§ GOAL OF THE EXERCISE: The response must contain every line of the records that follow, duplicated exactly.

(Natural-language object grounding data)
··········

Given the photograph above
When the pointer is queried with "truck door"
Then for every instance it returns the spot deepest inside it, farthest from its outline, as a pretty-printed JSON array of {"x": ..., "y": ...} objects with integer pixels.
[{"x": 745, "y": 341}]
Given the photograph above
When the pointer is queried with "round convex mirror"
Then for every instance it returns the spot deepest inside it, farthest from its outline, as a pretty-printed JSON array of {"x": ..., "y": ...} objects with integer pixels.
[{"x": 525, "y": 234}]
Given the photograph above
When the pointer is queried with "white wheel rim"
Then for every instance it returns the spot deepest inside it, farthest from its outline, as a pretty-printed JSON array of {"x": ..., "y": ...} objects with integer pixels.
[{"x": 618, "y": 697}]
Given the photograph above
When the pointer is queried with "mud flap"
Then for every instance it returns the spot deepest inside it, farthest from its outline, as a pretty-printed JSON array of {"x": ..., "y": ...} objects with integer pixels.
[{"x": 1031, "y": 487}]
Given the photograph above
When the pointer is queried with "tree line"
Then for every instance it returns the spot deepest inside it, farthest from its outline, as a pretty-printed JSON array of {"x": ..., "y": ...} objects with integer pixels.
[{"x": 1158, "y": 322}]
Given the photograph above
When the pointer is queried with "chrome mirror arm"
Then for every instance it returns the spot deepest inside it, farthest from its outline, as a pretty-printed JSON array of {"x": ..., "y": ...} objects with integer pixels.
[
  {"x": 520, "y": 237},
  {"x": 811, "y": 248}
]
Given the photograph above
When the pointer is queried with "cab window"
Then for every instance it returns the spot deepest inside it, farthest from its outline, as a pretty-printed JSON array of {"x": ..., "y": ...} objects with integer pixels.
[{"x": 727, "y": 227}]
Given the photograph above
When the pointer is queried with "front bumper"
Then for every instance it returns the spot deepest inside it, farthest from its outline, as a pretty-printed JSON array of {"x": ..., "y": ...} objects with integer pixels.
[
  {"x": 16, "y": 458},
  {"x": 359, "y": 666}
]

··········

§ ANSWER SECTION:
Given the photograph above
When the pointer is queried with "truck door"
Then for every instance it returns the spot deepest inside it, farthest from its outline, as a pretty-printed JSON array of {"x": ..., "y": ...} objects with integer pixels.
[{"x": 745, "y": 341}]
Given the photograph above
When the pointer is queried with "round convex mirror"
Then for every instance it returns the spot deepest inside it, farthest from its outline, as a pretty-printed JSON array of {"x": ..., "y": ...} objects with integer pixels.
[{"x": 525, "y": 234}]
Given the photograph above
When the pointer is queried with "white wheel rim"
Then for every instance it returns the spot deepest inside it, farthest from its outline, as a pretty-printed JSON array of {"x": ..., "y": ...} objects with integer pixels.
[{"x": 618, "y": 697}]
Given the photograph above
When the pointer is queried with "mud flap"
Then for every instance it returns the spot deepest inside it, farthest from its outline, as a pretty-printed JSON array of {"x": ..., "y": ...} objects with integer pixels.
[{"x": 1031, "y": 487}]
Given the photograph above
When the pointer is queried with "tree line"
Then for every instance it returns the spot deepest inside it, farthest from its outline, as a pretty-printed JSON array of {"x": ..., "y": ...} objects with integer pixels.
[{"x": 1158, "y": 322}]
Given the photograph above
When the pointer is queried with "chrome mirror arm"
Then for every instance it returns the spot deepest inside it, farthest from its outline, as a pretty-printed JSON array of {"x": ..., "y": ...} objects with integer pixels.
[
  {"x": 520, "y": 237},
  {"x": 811, "y": 248}
]
Given the photograph above
When the pointer is queried with "cab window"
Then for every instance it returns the spot deepest inside it, farthest from its outline, as a pretty-printed JSON array of {"x": ..., "y": ...} objects with integer pixels.
[{"x": 727, "y": 227}]
Given the photograph above
When the pointer is queried with "front bumper"
Then for every instance it returns the spot deepest inside it, farthest from its outline, as a pretty-printed JSON array of {"x": ..., "y": ...} objects with integer pixels.
[
  {"x": 16, "y": 458},
  {"x": 359, "y": 666}
]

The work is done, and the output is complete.